* Texte fourni:
------------------------
Handicap : l'Igas invite à repenser la gouvernance de la politique d'emploi
De droit commun et spécifiques, locaux et nationaux, publics et privés… : les acteurs de la politique d'emploi des personnes en situation de handicap sont pléthore. Dans un récent rapport, l'Inspection générale des affaires sociales (Igas) en appelle à une clarification des rôles, une priorisation des stratégies et un poids renforcé de l'État en matière de gouvernance.
Par Sophie Massieu - Le 28 février 2025.
Un maquis offrant des chemins parfois difficiles à suivre. Voilà le paysage décrit dans un rapport de l'Igas paru mi-février des multiples acteurs de la politique publique visant à favoriser l'embauche et le maintien en poste des personnes handicapées. Avec une efficacité toute relative, au vu du taux de chômage qui reste obstinément proche du double de celui de la population générale, ou du faible taux d'activité des personnes concernées, rappellent les auteurs de ce document d'une centaine de pages intitulé « La gouvernance de la politique d'emploi des personnes en situation de handicap ».
------------------------
* Lignes extraites:

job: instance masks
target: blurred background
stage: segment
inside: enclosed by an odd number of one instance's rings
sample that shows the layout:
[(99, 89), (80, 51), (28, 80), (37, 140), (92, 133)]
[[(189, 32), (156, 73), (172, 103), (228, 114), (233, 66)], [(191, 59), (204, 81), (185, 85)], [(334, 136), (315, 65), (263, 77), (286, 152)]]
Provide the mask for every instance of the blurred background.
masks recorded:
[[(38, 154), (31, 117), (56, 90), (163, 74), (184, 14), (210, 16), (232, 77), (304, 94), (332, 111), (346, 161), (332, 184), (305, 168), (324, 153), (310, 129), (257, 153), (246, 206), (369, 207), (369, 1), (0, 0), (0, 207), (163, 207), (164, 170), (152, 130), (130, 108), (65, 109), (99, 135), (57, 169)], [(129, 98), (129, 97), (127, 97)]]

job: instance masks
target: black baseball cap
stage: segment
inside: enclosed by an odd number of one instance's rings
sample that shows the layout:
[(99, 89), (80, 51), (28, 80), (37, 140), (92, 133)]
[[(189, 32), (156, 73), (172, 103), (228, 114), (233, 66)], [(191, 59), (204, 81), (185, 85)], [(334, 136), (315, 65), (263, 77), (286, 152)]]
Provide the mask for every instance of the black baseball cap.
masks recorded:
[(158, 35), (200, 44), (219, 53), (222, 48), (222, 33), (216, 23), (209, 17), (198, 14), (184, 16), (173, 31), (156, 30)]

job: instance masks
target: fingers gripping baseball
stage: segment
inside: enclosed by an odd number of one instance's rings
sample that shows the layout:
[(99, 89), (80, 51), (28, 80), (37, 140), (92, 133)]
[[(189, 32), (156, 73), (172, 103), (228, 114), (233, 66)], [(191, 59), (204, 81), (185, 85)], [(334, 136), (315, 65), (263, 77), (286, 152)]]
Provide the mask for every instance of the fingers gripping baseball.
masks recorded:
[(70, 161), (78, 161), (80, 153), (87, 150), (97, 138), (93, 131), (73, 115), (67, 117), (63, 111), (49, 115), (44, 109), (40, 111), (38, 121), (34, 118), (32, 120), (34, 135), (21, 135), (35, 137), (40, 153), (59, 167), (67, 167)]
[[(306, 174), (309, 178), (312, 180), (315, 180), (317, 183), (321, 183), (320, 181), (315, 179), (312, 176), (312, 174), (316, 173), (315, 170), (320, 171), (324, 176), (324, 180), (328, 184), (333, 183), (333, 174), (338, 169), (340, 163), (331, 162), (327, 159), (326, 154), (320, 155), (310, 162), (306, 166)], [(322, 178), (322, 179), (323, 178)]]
------------------------
* Consigne 1:
Recopiez fidèlement le passage du texte fourni qui s'ouvre sur les mots contenant « Handicap : l'Igas » et se clôt sur « 28 février 2025. ».
* Consigne 2:
Indiquez si chacune des affirmations suivantes concorde avec le texte fourni, en répondant par oui ou par non et en citant les mots du texte qui tranchent. (a) Le rapport de l'Igas a été publié à la mi-février. (b) Le taux de chômage des personnes handicapées est proche de celui de la population générale. (c) Le rapport de l'Igas compte environ cinq cents pages.

* Réponse 1:
Handicap : l'Igas invite à repenser la gouvernance de la politique d'emploi
De droit commun et spécifiques, locaux et nationaux, publics et privés… : les acteurs de la politique d'emploi des personnes en situation de handicap sont pléthore. Dans un récent rapport, l'Inspection générale des affaires sociales (Igas) en appelle à une clarification des rôles, une priorisation des stratégies et un poids renforcé de l'État en matière de gouvernance.
Par Sophie Massieu - Le 28 février 2025.

* Réponse 2:
(a) Oui : « un rapport de l'Igas paru mi-février ».
(b) Non : « au vu du taux de chômage qui reste obstinément proche du double de celui de la population générale ».
(c) Non : « ce document d'une centaine de pages ».